● Extrait à lire
====

Quand Adenauer et DeGaulle se sont donnés la main le huit juillet 1962, l’Allemagne était amputée des territoires que l’histoire lui avait conquis à l’Est, et coupée en deux ; quant à la France, elle s’était amputée elle-même de son empire. Le condominium américano-soviétique s’efforçait de tenir les deux pays en lisière. De Gaulle tenta d’échapper à cette emprise mortelle et de construire une Europe viable, à peu près celle de Charlemagne, en gardant la main politique à l’ouest. Cela signifiait : rejet de la candidature anglaise, primat du nucléaire civil et militaire, compromis de Luxembourg, qui permettait au vieil État capétien de refuser toute décision qui mettait en danger les intérêts supérieurs de la nation. Cette petite Europe mit fin aux guerres, rétablit la prospérité et visa la puissance.

====

● Données affichées
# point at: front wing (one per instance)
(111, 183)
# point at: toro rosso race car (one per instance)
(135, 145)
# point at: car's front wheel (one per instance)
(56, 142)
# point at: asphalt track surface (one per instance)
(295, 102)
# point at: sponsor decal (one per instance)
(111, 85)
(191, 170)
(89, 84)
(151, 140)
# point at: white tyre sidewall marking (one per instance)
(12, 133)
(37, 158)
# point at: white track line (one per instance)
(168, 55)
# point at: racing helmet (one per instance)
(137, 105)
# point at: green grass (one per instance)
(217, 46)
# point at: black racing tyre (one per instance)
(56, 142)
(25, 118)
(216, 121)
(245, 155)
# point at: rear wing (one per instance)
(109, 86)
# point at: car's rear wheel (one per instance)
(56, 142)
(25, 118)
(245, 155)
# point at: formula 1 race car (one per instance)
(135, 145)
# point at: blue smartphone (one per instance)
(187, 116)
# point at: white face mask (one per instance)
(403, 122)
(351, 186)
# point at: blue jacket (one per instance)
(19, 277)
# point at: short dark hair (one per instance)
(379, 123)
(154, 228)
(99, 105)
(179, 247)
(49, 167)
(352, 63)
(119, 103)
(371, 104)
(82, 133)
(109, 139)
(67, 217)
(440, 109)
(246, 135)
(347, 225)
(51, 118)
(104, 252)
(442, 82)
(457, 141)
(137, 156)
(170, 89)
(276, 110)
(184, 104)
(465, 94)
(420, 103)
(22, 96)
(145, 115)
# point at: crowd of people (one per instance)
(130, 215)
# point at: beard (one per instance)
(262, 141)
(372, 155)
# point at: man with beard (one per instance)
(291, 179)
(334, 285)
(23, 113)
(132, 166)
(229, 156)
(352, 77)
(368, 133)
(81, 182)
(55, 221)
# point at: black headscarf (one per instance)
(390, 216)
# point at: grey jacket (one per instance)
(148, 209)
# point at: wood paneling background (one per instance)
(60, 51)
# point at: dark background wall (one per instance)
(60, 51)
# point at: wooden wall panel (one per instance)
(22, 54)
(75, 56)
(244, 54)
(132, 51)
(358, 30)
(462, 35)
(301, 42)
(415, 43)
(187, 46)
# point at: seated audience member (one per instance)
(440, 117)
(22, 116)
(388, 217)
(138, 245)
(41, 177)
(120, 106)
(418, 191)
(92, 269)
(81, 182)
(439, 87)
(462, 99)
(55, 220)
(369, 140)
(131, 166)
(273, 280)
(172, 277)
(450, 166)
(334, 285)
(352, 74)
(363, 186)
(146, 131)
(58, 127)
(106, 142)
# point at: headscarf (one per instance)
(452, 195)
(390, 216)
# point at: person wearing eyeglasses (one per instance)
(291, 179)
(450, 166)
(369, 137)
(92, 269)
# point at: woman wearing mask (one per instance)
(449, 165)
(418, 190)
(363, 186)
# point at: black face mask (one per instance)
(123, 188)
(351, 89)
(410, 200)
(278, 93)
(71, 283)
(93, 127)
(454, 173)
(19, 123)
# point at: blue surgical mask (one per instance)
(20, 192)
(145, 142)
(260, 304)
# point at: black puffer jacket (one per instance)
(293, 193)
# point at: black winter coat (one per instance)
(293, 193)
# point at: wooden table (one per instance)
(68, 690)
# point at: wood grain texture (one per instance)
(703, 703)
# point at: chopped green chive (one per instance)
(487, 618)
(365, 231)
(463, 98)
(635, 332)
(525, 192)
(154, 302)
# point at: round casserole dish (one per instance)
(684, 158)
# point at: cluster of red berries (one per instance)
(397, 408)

====

● Exercice 1
Reproduisez fidèlement le passage de l'extrait sur De Gaulle et Adenauer qui commence par « Quand Adenauer et » et se termine par « visa la puissance. ».
● Exercice 2
Poursuivez l'extrait sur De Gaulle et Adenauer en reprenant juste après sa dernière phrase.

● Réponse attendue 1
Quand Adenauer et DeGaulle se sont donnés la main le huit juillet 1962, l’Allemagne était amputée des territoires que l’histoire lui avait conquis à l’Est, et coupée en deux ; quant à la France, elle s’était amputée elle-même de son empire. Le condominium américano-soviétique s’efforçait de tenir les deux pays en lisière. De Gaulle tenta d’échapper à cette emprise mortelle et de construire une Europe viable, à peu près celle de Charlemagne, en gardant la main politique à l’ouest. Cela signifiait : rejet de la candidature anglaise, primat du nucléaire civil et militaire, compromis de Luxembourg, qui permettait au vieil État capétien de refuser toute décision qui mettait en danger les intérêts supérieurs de la nation. Cette petite Europe mit fin aux guerres, rétablit la prospérité et visa la puissance.

● Réponse attendue 2
Aujourd’hui l’Euroland n’a ni consistance, ni grandeur, ni puissance, ni identité culturelle, ethnique ou religieuse, mais elle n’en impose pas moins de contraintes aux nations qui la composent, contraintes normatives, sociétales et maintenant budgétaires : François Hollande vient de signer avec Angela Merkel des accords qui nous lient sur la voie du fédéralisme et nous mettent à la remorque de l’Allemagne. Ce n’est plus la nécessaire collaboration franco-allemande, c’est la sujétion du paralytique ruiné à l’aveugle démographiquement et moralement mort depuis 1945. Celui qui aimerait vraiment les Francs de l’Ouest et les Francs de l’Est libérerait l’Allemagne du dogme de la Shoah et viderait la France de ses immigrés, développerait son nucléaire et son armée pour lui faire à nouveau aimer la puissance. La véritable « amitié » franco allemande ne peut être qu’un équilibre assorti d’estime réciproque et d’intérêts communs.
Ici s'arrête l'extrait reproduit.